■ Exercise materials
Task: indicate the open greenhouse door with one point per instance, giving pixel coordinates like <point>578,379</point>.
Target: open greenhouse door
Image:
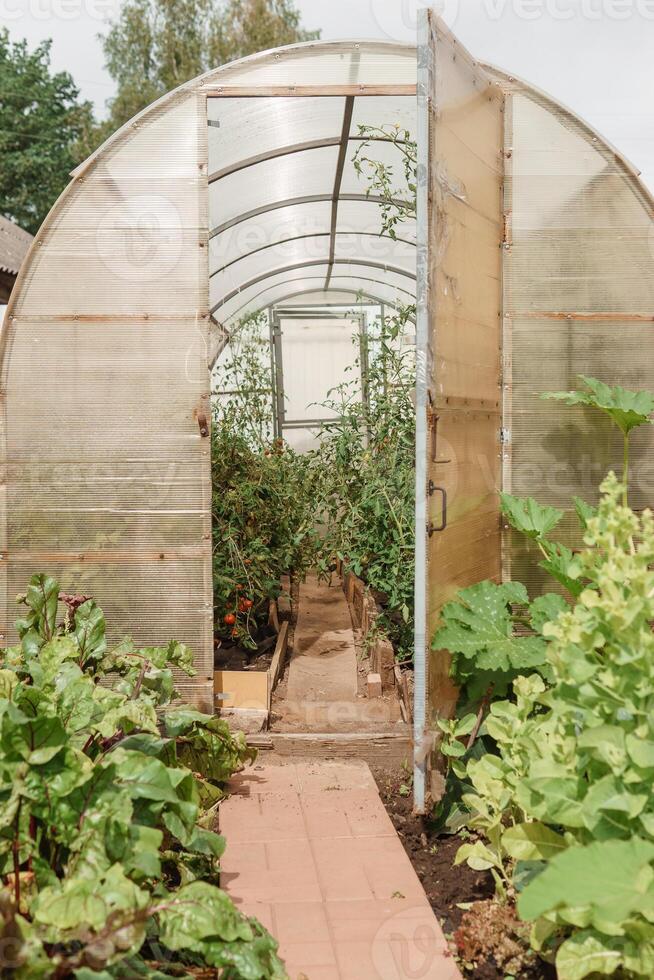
<point>459,365</point>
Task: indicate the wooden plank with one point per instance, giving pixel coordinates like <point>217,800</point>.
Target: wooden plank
<point>382,749</point>
<point>273,615</point>
<point>303,91</point>
<point>279,657</point>
<point>242,689</point>
<point>103,557</point>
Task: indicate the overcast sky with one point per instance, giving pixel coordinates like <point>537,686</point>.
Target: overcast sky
<point>595,56</point>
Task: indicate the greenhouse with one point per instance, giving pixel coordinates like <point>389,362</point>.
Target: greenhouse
<point>319,192</point>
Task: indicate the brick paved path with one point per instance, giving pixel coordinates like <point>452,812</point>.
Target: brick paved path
<point>313,854</point>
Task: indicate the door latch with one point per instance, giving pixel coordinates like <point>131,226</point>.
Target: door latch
<point>431,527</point>
<point>203,425</point>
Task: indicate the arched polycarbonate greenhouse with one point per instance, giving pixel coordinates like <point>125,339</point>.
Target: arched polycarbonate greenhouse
<point>531,260</point>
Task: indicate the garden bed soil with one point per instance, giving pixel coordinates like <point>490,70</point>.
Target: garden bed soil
<point>447,887</point>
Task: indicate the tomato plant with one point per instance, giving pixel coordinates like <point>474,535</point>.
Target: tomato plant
<point>365,483</point>
<point>263,514</point>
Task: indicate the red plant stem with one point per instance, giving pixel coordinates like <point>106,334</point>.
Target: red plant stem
<point>480,718</point>
<point>16,855</point>
<point>32,836</point>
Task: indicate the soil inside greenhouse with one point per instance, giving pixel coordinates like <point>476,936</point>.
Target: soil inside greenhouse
<point>448,887</point>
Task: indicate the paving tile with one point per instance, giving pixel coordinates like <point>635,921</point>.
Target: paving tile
<point>324,871</point>
<point>262,911</point>
<point>243,856</point>
<point>307,955</point>
<point>331,776</point>
<point>362,921</point>
<point>285,855</point>
<point>262,818</point>
<point>293,884</point>
<point>346,813</point>
<point>266,781</point>
<point>304,972</point>
<point>296,921</point>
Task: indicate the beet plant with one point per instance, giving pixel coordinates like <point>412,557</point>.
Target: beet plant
<point>108,798</point>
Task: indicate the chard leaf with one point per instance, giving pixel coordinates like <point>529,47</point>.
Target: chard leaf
<point>42,597</point>
<point>198,912</point>
<point>89,632</point>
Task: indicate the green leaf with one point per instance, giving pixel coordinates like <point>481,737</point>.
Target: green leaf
<point>38,740</point>
<point>200,911</point>
<point>8,683</point>
<point>532,842</point>
<point>585,512</point>
<point>627,409</point>
<point>560,564</point>
<point>585,953</point>
<point>479,627</point>
<point>90,632</point>
<point>42,597</point>
<point>477,856</point>
<point>545,609</point>
<point>53,654</point>
<point>609,878</point>
<point>79,902</point>
<point>528,516</point>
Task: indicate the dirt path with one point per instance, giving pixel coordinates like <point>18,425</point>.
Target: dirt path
<point>323,689</point>
<point>323,666</point>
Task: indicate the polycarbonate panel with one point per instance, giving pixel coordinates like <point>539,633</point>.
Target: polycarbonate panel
<point>365,216</point>
<point>272,125</point>
<point>304,174</point>
<point>581,238</point>
<point>256,297</point>
<point>269,228</point>
<point>385,153</point>
<point>378,250</point>
<point>464,302</point>
<point>105,371</point>
<point>579,299</point>
<point>298,286</point>
<point>238,274</point>
<point>384,110</point>
<point>322,63</point>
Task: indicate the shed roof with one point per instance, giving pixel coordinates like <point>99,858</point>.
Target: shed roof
<point>14,243</point>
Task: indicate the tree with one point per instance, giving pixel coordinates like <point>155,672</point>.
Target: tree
<point>45,131</point>
<point>155,45</point>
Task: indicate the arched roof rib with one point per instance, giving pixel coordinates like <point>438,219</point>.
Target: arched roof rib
<point>334,225</point>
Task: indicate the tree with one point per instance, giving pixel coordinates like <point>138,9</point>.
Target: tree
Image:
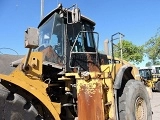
<point>131,52</point>
<point>152,48</point>
<point>148,64</point>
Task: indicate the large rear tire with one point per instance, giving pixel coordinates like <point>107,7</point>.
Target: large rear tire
<point>15,107</point>
<point>134,102</point>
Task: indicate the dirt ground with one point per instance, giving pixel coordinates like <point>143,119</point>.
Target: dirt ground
<point>155,103</point>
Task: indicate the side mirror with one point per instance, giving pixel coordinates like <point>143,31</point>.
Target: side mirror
<point>31,38</point>
<point>76,15</point>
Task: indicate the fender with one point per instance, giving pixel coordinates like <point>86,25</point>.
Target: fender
<point>120,73</point>
<point>35,87</point>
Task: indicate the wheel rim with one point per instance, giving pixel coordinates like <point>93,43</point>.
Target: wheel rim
<point>140,109</point>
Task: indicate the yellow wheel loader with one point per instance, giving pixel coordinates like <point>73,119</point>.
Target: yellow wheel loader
<point>64,77</point>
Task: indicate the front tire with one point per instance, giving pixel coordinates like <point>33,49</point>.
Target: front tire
<point>134,102</point>
<point>15,107</point>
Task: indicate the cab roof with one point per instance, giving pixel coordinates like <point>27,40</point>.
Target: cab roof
<point>58,9</point>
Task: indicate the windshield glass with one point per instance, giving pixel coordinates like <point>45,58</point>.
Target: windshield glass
<point>51,39</point>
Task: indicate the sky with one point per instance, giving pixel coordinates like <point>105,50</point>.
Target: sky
<point>138,20</point>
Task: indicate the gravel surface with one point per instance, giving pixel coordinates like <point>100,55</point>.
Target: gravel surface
<point>5,68</point>
<point>155,103</point>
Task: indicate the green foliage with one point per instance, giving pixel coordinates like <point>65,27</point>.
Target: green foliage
<point>152,48</point>
<point>130,52</point>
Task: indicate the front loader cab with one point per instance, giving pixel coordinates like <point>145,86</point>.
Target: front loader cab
<point>62,34</point>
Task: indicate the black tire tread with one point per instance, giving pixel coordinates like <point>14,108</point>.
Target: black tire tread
<point>123,112</point>
<point>13,106</point>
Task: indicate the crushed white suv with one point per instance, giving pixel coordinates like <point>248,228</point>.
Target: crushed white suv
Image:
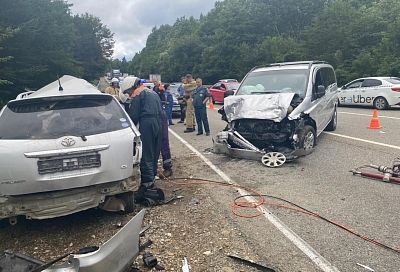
<point>278,112</point>
<point>66,148</point>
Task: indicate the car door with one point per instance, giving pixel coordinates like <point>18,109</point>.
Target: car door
<point>350,92</point>
<point>318,104</point>
<point>329,100</point>
<point>371,88</point>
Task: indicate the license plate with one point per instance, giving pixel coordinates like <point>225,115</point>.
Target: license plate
<point>63,164</point>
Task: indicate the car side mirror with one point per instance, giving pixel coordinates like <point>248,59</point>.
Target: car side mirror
<point>321,91</point>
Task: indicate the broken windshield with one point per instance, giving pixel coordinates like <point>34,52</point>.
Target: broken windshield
<point>275,81</point>
<point>68,116</point>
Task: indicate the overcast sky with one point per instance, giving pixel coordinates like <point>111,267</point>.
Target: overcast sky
<point>132,20</point>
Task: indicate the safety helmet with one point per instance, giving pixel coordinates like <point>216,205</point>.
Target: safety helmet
<point>129,82</point>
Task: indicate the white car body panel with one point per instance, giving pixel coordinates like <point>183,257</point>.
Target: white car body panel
<point>365,96</point>
<point>99,164</point>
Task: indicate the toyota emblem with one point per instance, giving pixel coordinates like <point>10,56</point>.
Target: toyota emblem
<point>67,142</point>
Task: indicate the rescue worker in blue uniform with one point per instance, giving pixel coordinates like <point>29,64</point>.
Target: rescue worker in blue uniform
<point>146,111</point>
<point>165,149</point>
<point>200,97</point>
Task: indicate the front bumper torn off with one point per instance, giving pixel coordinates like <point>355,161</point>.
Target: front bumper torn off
<point>245,150</point>
<point>116,255</point>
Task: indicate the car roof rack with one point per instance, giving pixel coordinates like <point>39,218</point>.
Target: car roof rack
<point>290,63</point>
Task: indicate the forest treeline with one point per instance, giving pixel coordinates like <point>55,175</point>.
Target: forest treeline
<point>40,39</point>
<point>358,37</point>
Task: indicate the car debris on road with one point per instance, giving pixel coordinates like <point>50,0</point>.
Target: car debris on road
<point>382,173</point>
<point>115,255</point>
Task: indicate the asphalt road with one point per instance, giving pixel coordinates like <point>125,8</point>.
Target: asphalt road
<point>320,182</point>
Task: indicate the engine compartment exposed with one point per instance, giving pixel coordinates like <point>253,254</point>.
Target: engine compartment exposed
<point>264,133</point>
<point>255,137</point>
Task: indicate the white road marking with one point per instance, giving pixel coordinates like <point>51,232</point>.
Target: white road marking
<point>363,140</point>
<point>369,115</point>
<point>311,253</point>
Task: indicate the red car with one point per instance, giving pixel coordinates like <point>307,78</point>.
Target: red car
<point>218,90</point>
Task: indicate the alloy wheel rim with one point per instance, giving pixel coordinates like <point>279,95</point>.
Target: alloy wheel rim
<point>309,141</point>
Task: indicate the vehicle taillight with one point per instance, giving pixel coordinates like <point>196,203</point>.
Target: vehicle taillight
<point>396,89</point>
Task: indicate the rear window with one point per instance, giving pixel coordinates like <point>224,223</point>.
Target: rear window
<point>233,86</point>
<point>275,81</point>
<point>393,80</point>
<point>51,118</point>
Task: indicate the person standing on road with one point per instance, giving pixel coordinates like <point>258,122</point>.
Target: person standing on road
<point>200,97</point>
<point>189,86</point>
<point>146,111</point>
<point>182,104</point>
<point>169,104</point>
<point>165,148</point>
<point>113,89</point>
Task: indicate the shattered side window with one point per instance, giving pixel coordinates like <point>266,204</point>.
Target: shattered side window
<point>275,81</point>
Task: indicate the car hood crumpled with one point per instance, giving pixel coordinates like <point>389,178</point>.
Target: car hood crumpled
<point>266,106</point>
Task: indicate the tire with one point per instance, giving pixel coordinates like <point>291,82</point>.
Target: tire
<point>333,123</point>
<point>129,201</point>
<point>308,138</point>
<point>380,103</point>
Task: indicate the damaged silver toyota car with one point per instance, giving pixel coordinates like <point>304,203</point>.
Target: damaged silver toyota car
<point>66,148</point>
<point>278,112</point>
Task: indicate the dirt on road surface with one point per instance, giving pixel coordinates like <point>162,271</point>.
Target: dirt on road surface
<point>193,227</point>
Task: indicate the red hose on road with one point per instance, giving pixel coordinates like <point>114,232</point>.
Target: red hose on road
<point>380,177</point>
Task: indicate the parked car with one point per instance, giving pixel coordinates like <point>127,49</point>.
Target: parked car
<point>278,112</point>
<point>378,92</point>
<point>218,90</point>
<point>228,80</point>
<point>63,149</point>
<point>173,88</point>
<point>149,85</point>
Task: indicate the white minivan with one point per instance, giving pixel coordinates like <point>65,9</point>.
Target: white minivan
<point>65,148</point>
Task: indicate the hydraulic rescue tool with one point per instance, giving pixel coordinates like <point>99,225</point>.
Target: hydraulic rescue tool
<point>382,173</point>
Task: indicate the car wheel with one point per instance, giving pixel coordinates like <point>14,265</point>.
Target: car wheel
<point>333,123</point>
<point>129,201</point>
<point>308,138</point>
<point>380,103</point>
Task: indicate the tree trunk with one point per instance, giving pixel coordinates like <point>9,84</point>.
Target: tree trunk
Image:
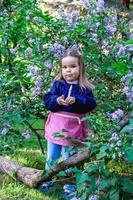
<point>32,177</point>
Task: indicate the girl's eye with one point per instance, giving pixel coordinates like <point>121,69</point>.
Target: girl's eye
<point>64,67</point>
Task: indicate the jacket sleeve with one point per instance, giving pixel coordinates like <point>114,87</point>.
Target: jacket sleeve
<point>85,101</point>
<point>50,99</point>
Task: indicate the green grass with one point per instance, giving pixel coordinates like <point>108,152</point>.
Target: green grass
<point>29,156</point>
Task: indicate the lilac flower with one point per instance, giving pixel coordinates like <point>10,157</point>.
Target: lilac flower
<point>57,50</point>
<point>33,69</point>
<point>94,197</point>
<point>114,116</point>
<point>130,36</point>
<point>125,78</point>
<point>39,81</point>
<point>110,29</point>
<point>73,18</point>
<point>5,130</point>
<point>119,154</point>
<point>117,114</point>
<point>26,134</point>
<point>114,137</point>
<point>86,4</point>
<point>100,6</point>
<point>30,41</point>
<point>62,14</point>
<point>94,37</point>
<point>48,64</point>
<point>122,51</point>
<point>28,51</point>
<point>129,47</point>
<point>37,89</point>
<point>15,49</point>
<point>113,156</point>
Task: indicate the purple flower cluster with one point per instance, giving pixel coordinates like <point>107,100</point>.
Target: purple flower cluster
<point>100,6</point>
<point>115,146</point>
<point>57,50</point>
<point>94,197</point>
<point>5,130</point>
<point>33,70</point>
<point>73,18</point>
<point>26,134</point>
<point>48,64</point>
<point>123,49</point>
<point>14,50</point>
<point>128,89</point>
<point>37,89</point>
<point>117,114</point>
<point>110,29</point>
<point>130,36</point>
<point>94,37</point>
<point>28,52</point>
<point>85,4</point>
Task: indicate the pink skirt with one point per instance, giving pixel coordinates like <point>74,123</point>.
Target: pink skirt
<point>65,128</point>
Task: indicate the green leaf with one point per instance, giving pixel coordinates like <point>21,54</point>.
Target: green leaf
<point>114,194</point>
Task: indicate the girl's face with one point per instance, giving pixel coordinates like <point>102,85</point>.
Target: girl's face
<point>70,68</point>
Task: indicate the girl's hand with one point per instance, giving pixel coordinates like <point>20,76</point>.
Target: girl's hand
<point>62,101</point>
<point>67,101</point>
<point>70,100</point>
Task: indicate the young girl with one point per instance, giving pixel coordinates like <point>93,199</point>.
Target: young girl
<point>69,100</point>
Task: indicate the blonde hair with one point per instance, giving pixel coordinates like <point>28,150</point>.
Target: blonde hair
<point>83,82</point>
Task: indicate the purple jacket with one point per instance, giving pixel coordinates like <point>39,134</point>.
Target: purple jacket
<point>85,101</point>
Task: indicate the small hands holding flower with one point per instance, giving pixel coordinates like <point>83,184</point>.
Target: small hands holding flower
<point>66,102</point>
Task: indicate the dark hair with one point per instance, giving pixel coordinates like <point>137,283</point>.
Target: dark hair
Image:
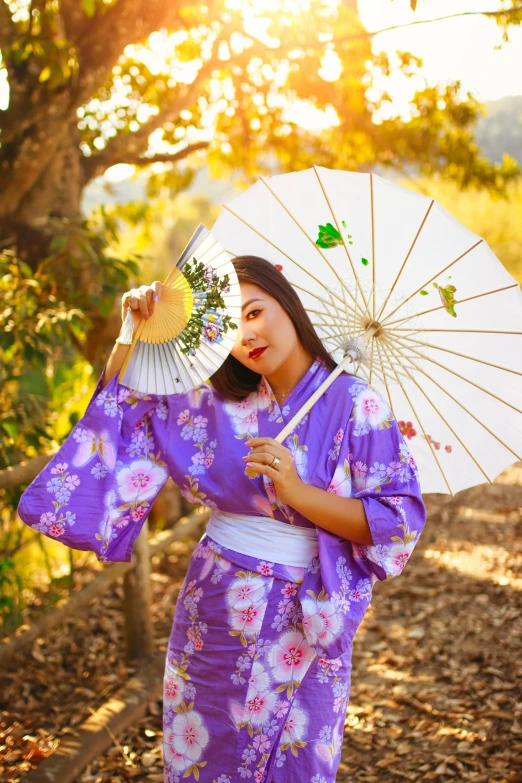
<point>233,380</point>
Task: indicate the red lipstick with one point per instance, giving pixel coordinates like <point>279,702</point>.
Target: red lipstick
<point>256,353</point>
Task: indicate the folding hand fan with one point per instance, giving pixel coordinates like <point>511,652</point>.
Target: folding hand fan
<point>191,332</point>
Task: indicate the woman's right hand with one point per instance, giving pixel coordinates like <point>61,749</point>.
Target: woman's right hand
<point>141,302</point>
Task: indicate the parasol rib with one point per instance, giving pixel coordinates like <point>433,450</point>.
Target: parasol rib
<point>431,378</point>
<point>453,331</point>
<point>399,273</point>
<point>383,372</point>
<point>403,389</point>
<point>354,271</point>
<point>441,307</point>
<point>446,422</point>
<point>432,279</point>
<point>372,213</point>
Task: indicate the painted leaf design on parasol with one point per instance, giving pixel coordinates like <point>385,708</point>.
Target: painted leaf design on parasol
<point>447,297</point>
<point>328,236</point>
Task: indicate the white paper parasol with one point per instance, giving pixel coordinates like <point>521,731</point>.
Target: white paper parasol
<point>393,281</point>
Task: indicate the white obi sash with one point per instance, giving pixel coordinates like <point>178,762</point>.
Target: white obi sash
<point>263,538</point>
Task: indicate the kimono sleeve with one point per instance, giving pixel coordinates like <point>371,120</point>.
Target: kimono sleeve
<point>97,490</point>
<point>384,476</point>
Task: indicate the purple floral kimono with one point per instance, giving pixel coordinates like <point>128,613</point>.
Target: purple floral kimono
<point>258,668</point>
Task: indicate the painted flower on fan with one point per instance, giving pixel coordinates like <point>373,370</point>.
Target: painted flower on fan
<point>407,429</point>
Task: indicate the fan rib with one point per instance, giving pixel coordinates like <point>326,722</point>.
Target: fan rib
<point>463,378</point>
<point>432,451</point>
<point>441,307</point>
<point>354,271</point>
<point>462,355</point>
<point>399,273</point>
<point>303,269</point>
<point>163,351</point>
<point>448,425</point>
<point>430,281</point>
<point>475,418</point>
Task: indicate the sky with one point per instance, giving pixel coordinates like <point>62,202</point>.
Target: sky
<point>469,49</point>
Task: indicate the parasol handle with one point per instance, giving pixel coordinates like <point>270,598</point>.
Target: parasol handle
<point>353,354</point>
<point>294,421</point>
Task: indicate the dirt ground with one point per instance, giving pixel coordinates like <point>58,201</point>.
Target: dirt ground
<point>436,682</point>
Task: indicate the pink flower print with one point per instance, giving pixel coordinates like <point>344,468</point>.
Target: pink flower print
<point>186,740</point>
<point>397,556</point>
<point>60,468</point>
<point>359,469</point>
<point>321,621</point>
<point>140,480</point>
<point>258,679</point>
<point>183,417</point>
<point>71,482</point>
<point>370,408</point>
<point>259,706</point>
<point>172,689</point>
<point>139,512</point>
<point>261,743</point>
<point>295,725</point>
<point>265,568</point>
<point>290,657</point>
<point>247,620</point>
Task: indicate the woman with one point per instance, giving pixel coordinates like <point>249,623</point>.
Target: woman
<point>258,665</point>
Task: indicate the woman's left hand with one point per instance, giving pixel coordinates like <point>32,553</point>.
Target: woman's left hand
<point>284,475</point>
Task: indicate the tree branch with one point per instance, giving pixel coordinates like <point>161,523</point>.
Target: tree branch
<point>497,13</point>
<point>139,160</point>
<point>8,31</point>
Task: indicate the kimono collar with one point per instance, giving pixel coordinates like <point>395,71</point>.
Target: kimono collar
<point>309,379</point>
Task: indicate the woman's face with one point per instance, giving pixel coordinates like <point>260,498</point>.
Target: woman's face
<point>264,324</point>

■ Set exercise
Rewrite the items from the beginning through the line containing "<point>203,425</point>", swapping "wooden plank" for "wooden board" and changing nothing else. Leave out the pictures.

■ Answer to the problem
Task: indicate the open greenhouse door with one point per instance, giving pixel coordinates like <point>578,379</point>.
Target: open greenhouse door
Image:
<point>459,365</point>
Task: indicate the wooden board with one point per instance, giving pixel coordinates like <point>217,800</point>.
Target: wooden board
<point>382,749</point>
<point>273,615</point>
<point>303,91</point>
<point>279,657</point>
<point>242,689</point>
<point>103,557</point>
Task: indicate the overcast sky with one point per instance, giving pixel coordinates like <point>537,686</point>.
Target: overcast sky
<point>595,56</point>
Task: indicate the greenhouse with one point per instance, giving pixel coordinates like <point>389,362</point>.
Target: greenhouse
<point>319,192</point>
Task: indicate the brick paved path with one point per instance, giving pixel coordinates like <point>452,812</point>.
Target: brick paved path
<point>313,854</point>
Task: indicate the door latch with one point per instance, giving pixel coordinates like <point>131,226</point>.
Target: door latch
<point>431,527</point>
<point>203,425</point>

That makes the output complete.